PASSAGE SHOWN below:
Why straight A’s may indicate poor learning – report from an unusual study

This post is the promised sequel to its predecessor, On making omelets and learning math.

So you got an A. What does that say about how well you are able to apply your new-found knowledge a month from now?

There’s plenty of research into learning (from psychology, cognitive science, neuroscience, and other disciplines) that explains why learning mathematics (more precisely, learning it well, so you can use it later on) is intrinsically difficult and frustrating. But for non-scientists in particular, no amount of theoretical discussion will have quite the impact as the hard evidence from a big study, particularly one run the same way pharmaceutical companies test the effectiveness (and safety) of a new drug.

Unfortunately, studies of that nature are hard to come by in education—for the simple reason that, unlike pharmaceutical research, they are all but impossible to run in the field of learning.

But there is one such study. It was conducted a few years ago, not in K-12 schools, but at a rather unique, four-year college. That means you have to be cautious when it comes to drawing conclusions about K-12 learning. So bring your own caution. My guess is that, like me, when you read about the study and the results it produced, you will conclude they do apply to at least Grades 8-12. (I can’t say more than that because I have no experience with K-8, either first-hand or second.)

The benefits of conducting the study at this particular institution was that is allowed the researchers to conduct a randomized control study on a group of over 12,000 students over a continuous nine-year period starting with their first four years in the college. That’s very much like the large scale, multi-year studies that pharmaceutical companies run (indeed, are mandated to run) to determine the efficacy and safety of a new drug. It’s impossible to conduct such a study in most K-16 educational institutions—for a whole variety of reasons.

Classroom at the United States Air Force Academy in Colorado Springs, Colorado

For the record, I’ll tell you the name of that particular college at the outset. It’s the United States Air Force Academy (USAFA) in Colorado Springs, Colorado. Later in this article, I’ll give you a full overview of USAFA. As you will learn, in almost all respects, its academic profile is indistinguishable from most US four-year colleges. The three main differences—all of which are important for running a massive study of the kind I am talking about—are that (1) the curriculum is standard across all instructors and classes, (2) grading is standardized across all classes, and (3) students have to serve five years in the Air Force after graduation, during which time they are subject to further standardized monitoring and assessment. This framework provided the researchers a substantial amount of reliable data to measure how effective were the four years of classes as preparation for the graduates first five years in their chosen specialization within the Air Force.
End of PASSAGE SHOWN.
• _EXERCISE INSTRUCTIONS_
a. Rewrite the paragraph of the article on straight A's and learning that begins "For the record, I'll tell you the name" as a short list that keeps its main facts.
b. Please carry the article on straight A's and learning further, starting after its final paragraph.
EXTRACTED RECORDS below:
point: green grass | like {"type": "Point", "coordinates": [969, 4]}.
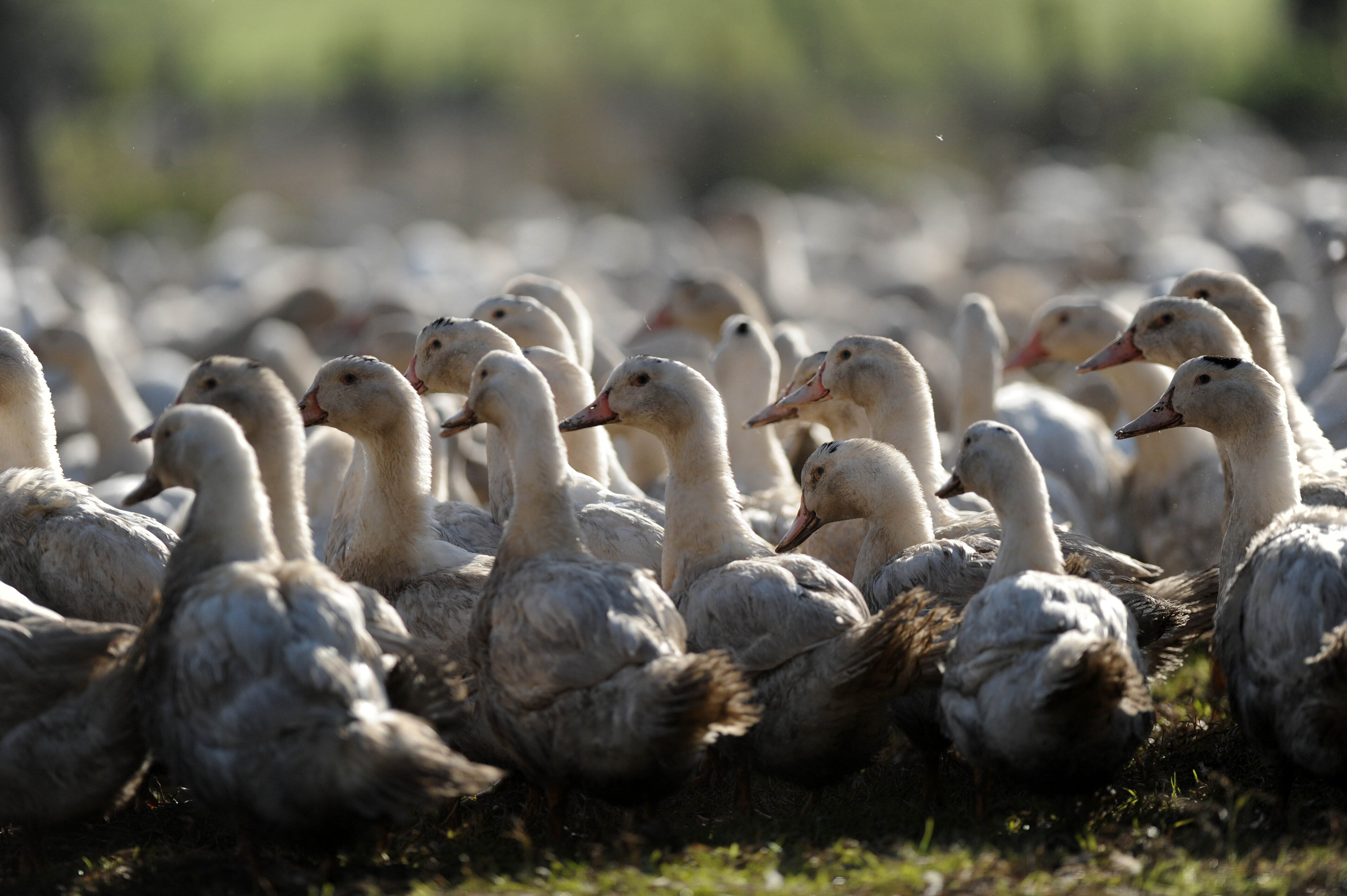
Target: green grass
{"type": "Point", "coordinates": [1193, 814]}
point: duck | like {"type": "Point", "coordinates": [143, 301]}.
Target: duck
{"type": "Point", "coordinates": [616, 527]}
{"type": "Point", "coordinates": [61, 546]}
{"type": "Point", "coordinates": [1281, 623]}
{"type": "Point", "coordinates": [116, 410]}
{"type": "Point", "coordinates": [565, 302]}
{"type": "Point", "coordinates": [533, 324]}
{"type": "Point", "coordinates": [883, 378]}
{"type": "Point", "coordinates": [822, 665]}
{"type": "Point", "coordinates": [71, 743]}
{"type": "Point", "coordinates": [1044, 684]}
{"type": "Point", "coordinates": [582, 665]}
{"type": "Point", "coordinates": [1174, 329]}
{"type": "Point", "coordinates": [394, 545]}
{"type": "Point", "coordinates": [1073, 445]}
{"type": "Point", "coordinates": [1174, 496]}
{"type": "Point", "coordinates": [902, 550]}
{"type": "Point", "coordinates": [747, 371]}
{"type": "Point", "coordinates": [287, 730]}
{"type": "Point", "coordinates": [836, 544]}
End of EXTRACTED RECORDS.
• _EXERCISE RESULTS_
a.
- The college studied is the United States Air Force Academy (USAFA) in Colorado Springs, Colorado.
- In almost all respects, its academic profile is indistinguishable from most US four-year colleges.
- Three differences made the massive study possible:
  1. The curriculum is standard across all instructors and classes.
  2. Grading is standardized across all classes.
  3. Graduates must serve five years in the Air Force, where they face further standardized monitoring and assessment.
- This gave the researchers a large amount of reliable data on how well the four years of classes prepared graduates for their first five years in their chosen Air Force specialization.

b.
True, the students at USAFA are atypical in wanting a career in the military (though for some it is simply a way to secure a good education “at no financial cost”, and after their five years of service are up they leave and pursue a different career). In particular, they enter having decided what they want to do for the next nine years of their lives. That definitely needs to be taken into account when we interpret the results of the study in terms of other educational environments. I’ll discuss that in due course. As I said, bring your own caution. But do look at—and reflect on—the facts before jumping to any conclusion

If that last (repeated) warning did not get your attention, the main research finding from the study surely will: Students who perform badly on course assignments and end-of-course evaluations turn out to have learned much better than students who sail through the course with straight A’s.

There is, as you might expect, a caveat. But only one. This is an “all else being equal” result. But it is a significant finding, from which all of us in the math instruction business can learn a lot.

As I noted already, conducting a study that can produce such an (initially surprising) result with any reliability is a difficult task. In fact, in a normal undergraduate institution, it’s impossible on several counts!

First obstacle: To see how effective a particular course has been, you need to see how well a student performs when they later face challenges for which the course experience is—or at least, should be—relevant. That’s so obvious, in theory it should not need to be stated. K-16 education is meant to prepare students for the rest of their lives, both professional and personal. How well they do on a test just after the course ends would be significant only if it correlated positively with how well they do later when faced with having to utilize what the course purportedly taught them. But, as the study shows, that is not the case; indeed the correlation is negative. 

The trouble is, for the most part, those of us in the education system usually have no way of being able to measure that later outcome. At most we can evaluate performance only until the student leaves the institution where we teach them. But even that is hard. So hard, that measuring learning from a course after the course has ended and the final exam has been graded is rarely attempted.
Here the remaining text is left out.